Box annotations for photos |

━━━━━━━━━━━━━━━━

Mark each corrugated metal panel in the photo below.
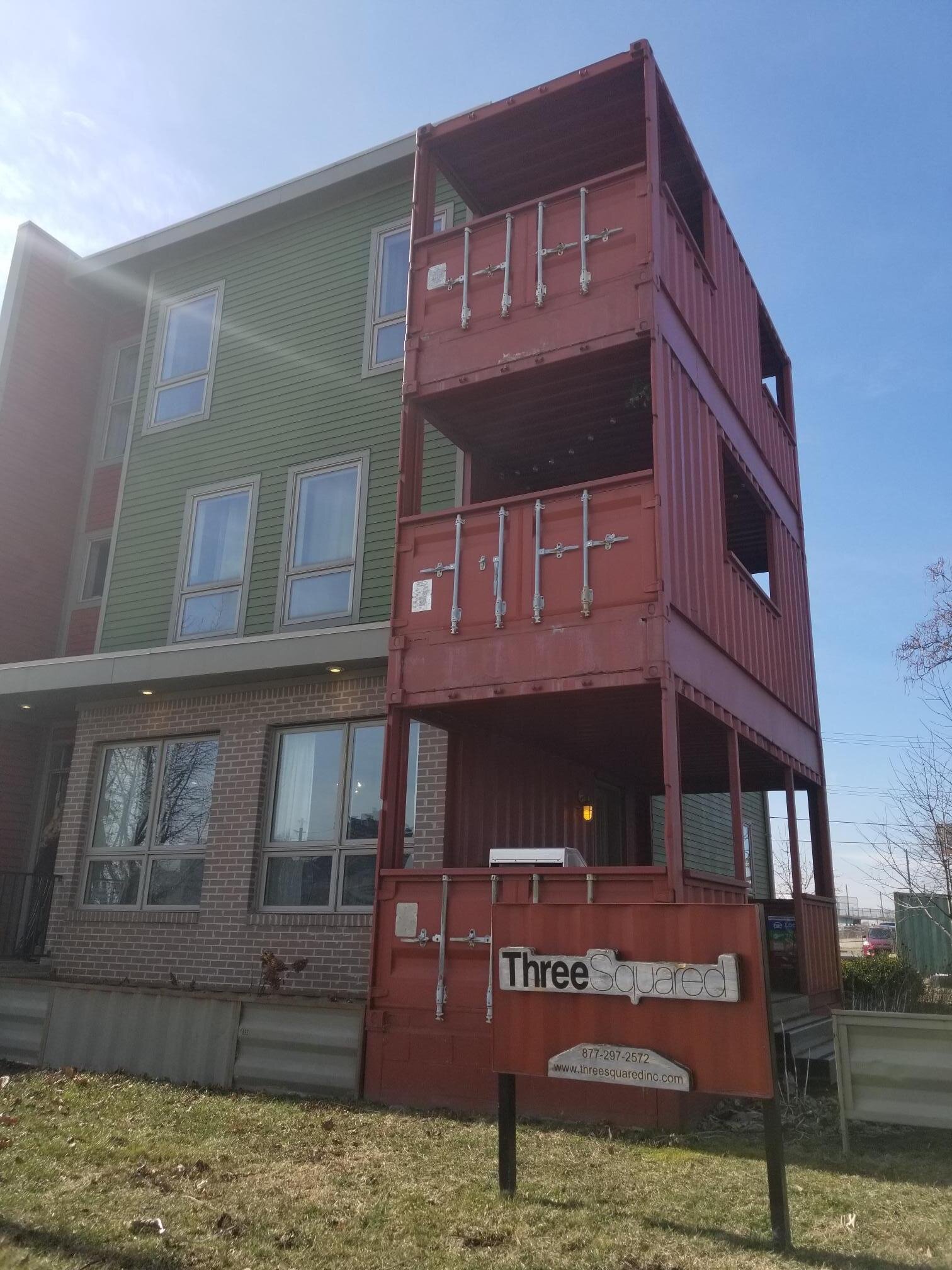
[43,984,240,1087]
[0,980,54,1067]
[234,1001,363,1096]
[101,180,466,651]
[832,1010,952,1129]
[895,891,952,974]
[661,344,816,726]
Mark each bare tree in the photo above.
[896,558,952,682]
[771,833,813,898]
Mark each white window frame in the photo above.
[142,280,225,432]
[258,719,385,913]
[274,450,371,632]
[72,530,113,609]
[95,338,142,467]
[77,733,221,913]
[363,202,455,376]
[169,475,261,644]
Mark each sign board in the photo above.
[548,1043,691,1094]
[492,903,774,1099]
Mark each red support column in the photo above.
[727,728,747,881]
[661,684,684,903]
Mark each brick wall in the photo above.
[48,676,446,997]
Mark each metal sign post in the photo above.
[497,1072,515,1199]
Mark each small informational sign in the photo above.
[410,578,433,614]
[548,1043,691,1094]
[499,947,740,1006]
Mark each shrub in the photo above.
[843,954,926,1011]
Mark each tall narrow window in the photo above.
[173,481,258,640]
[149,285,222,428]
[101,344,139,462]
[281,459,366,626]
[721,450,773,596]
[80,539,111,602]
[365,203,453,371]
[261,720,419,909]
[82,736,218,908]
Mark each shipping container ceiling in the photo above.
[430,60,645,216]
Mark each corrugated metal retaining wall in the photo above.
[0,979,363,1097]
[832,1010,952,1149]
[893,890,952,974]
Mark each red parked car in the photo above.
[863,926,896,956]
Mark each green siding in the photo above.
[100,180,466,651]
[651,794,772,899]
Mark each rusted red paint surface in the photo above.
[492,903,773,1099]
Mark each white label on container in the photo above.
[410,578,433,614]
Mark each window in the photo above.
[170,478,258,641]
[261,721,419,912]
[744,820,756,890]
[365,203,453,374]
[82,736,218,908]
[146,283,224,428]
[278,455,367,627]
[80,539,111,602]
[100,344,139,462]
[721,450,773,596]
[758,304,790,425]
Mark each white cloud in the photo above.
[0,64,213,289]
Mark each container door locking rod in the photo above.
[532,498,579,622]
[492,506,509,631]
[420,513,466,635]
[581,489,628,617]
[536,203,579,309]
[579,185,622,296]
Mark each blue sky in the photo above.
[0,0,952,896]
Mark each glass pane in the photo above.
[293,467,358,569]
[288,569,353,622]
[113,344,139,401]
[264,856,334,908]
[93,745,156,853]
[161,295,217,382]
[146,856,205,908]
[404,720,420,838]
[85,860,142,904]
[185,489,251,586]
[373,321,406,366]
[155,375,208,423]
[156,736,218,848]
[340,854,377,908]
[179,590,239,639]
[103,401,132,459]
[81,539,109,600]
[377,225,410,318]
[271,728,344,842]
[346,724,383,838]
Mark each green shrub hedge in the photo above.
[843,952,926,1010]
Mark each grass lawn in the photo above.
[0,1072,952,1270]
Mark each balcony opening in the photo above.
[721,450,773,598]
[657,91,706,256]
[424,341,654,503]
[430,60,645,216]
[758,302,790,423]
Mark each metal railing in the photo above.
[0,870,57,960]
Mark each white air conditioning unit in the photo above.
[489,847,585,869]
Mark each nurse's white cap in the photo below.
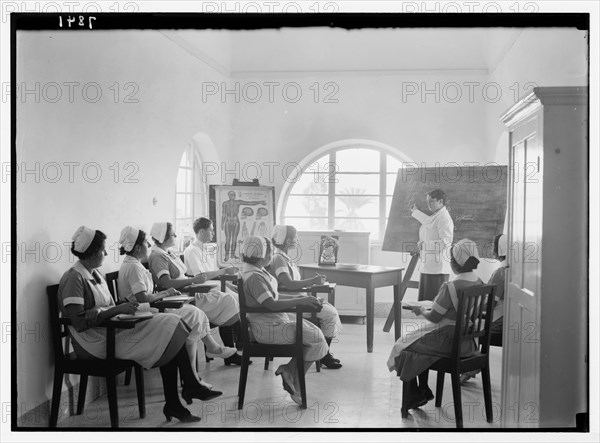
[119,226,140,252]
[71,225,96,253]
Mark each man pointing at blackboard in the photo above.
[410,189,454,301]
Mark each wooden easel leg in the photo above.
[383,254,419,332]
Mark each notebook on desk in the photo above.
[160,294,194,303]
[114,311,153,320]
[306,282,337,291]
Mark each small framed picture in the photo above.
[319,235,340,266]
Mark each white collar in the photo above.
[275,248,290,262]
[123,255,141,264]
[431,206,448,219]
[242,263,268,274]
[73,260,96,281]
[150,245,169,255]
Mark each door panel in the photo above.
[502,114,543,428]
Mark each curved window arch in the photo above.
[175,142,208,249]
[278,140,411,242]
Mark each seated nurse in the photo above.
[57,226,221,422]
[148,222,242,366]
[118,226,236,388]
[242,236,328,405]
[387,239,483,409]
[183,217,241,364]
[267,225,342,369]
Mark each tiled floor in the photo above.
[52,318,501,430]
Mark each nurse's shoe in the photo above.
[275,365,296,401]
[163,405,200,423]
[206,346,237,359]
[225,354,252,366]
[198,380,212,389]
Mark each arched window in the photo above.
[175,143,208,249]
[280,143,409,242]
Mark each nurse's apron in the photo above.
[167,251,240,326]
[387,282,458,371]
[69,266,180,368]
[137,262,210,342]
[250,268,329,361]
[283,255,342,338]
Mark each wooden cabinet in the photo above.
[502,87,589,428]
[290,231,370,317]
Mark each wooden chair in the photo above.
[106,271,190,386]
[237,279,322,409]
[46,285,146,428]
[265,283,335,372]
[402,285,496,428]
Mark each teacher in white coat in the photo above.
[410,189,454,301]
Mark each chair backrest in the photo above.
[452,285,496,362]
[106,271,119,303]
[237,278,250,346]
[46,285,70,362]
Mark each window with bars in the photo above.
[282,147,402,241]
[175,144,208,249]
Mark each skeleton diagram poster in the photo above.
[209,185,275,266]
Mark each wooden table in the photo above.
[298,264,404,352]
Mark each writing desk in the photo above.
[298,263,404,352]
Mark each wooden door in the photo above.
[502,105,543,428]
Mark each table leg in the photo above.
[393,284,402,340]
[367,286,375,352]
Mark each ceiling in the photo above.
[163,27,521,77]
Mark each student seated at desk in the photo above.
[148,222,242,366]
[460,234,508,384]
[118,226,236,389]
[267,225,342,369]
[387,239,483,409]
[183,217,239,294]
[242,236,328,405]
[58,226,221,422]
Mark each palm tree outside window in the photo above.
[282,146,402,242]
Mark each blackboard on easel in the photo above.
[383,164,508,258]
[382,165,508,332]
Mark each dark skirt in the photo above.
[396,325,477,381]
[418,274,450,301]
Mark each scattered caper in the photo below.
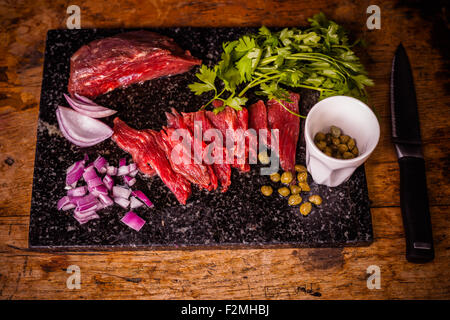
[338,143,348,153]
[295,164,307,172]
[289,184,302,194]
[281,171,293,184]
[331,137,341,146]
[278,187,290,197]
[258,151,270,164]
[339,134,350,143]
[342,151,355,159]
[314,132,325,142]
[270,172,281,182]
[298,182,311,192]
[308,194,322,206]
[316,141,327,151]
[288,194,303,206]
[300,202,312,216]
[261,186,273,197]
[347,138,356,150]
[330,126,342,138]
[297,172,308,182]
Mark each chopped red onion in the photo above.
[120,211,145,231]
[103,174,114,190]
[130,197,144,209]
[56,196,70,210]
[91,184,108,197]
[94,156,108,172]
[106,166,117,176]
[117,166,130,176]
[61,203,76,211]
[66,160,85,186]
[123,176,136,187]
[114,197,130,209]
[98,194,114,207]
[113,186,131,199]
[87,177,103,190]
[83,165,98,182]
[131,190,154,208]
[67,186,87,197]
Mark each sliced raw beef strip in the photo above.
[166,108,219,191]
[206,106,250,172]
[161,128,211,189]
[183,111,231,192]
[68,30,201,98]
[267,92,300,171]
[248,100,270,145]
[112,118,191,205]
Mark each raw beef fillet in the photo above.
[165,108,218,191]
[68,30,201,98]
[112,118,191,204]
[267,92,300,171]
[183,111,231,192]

━━━━━━━━━━━━━━━━

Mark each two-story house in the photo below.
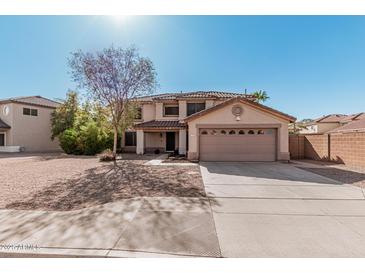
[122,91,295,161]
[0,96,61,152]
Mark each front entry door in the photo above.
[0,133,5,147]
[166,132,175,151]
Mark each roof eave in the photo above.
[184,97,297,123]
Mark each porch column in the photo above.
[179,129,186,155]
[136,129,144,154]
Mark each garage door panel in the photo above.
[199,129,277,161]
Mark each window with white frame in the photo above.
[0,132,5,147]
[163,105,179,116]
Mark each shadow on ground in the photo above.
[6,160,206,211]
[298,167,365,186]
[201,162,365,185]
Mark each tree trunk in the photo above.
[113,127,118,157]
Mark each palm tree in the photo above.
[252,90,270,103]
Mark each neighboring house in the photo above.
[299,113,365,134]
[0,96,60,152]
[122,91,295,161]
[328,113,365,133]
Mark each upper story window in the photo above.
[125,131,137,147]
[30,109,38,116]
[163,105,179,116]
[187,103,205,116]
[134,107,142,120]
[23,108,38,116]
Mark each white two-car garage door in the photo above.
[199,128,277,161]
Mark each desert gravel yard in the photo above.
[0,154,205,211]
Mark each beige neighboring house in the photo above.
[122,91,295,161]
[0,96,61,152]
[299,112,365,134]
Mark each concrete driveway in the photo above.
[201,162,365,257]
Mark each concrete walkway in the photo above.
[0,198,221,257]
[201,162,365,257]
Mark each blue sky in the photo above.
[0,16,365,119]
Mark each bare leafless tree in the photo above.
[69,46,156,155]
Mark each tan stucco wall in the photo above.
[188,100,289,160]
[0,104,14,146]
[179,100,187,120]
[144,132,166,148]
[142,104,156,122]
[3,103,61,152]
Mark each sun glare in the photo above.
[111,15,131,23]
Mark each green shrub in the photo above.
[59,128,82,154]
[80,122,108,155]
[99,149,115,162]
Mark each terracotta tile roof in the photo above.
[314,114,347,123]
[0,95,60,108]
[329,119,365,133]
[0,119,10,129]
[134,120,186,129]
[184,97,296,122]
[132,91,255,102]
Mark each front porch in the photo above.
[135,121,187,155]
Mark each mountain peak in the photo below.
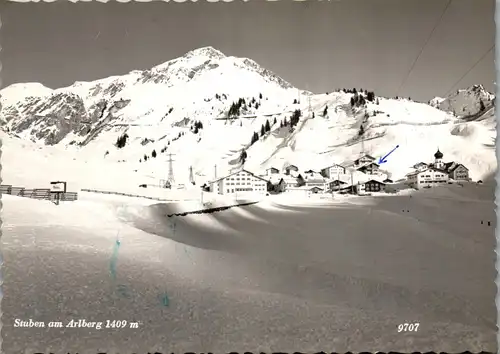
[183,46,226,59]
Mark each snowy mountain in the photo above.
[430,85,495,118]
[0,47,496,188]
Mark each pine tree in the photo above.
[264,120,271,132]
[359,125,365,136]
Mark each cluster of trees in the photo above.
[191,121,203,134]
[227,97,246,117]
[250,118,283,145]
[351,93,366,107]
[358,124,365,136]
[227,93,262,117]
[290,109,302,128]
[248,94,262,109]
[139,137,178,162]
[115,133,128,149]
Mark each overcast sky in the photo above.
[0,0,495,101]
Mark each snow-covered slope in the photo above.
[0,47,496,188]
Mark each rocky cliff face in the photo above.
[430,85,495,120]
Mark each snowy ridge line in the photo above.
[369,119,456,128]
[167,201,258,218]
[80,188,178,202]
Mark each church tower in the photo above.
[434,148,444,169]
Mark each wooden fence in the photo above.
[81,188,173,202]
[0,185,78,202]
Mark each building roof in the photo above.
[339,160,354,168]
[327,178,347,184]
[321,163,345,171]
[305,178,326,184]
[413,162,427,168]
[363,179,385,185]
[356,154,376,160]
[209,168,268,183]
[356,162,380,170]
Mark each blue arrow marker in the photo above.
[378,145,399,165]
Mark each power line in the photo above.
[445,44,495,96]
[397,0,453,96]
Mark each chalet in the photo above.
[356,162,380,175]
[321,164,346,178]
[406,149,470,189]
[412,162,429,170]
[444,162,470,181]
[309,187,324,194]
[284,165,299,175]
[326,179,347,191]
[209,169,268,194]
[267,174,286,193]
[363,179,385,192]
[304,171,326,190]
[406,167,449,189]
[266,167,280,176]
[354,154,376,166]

━━━━━━━━━━━━━━━━

Your goal |
Duplicate the lines of the entries above verbatim, starting at the line containing "Mark each front entry" and ending at the line containing "[23,108,38,116]", with both of those lines included.

Solution to the problem |
Mark each front entry door in the photo above.
[0,133,5,147]
[166,132,175,151]
Mark each roof eave in the photo above.
[184,97,297,123]
Mark each porch column in the photo above.
[179,129,186,155]
[136,129,144,154]
Mark each garage door panel in the photo above.
[199,129,277,161]
Mark each window with white frame in the photo above.
[0,132,5,147]
[163,105,179,116]
Mark each shadow on ground in the photo above.
[6,160,206,211]
[298,167,365,186]
[201,162,365,185]
Mark each tree trunk in the photo above.
[113,127,118,157]
Mark each palm tree in the photo above.
[252,90,270,103]
Mark each neighboring house in the photo above.
[299,113,365,134]
[0,96,60,152]
[122,91,295,161]
[328,113,365,133]
Mark each upper story window in the photo above.
[125,131,137,147]
[30,109,38,116]
[163,105,179,116]
[187,103,205,116]
[134,107,142,120]
[23,108,38,116]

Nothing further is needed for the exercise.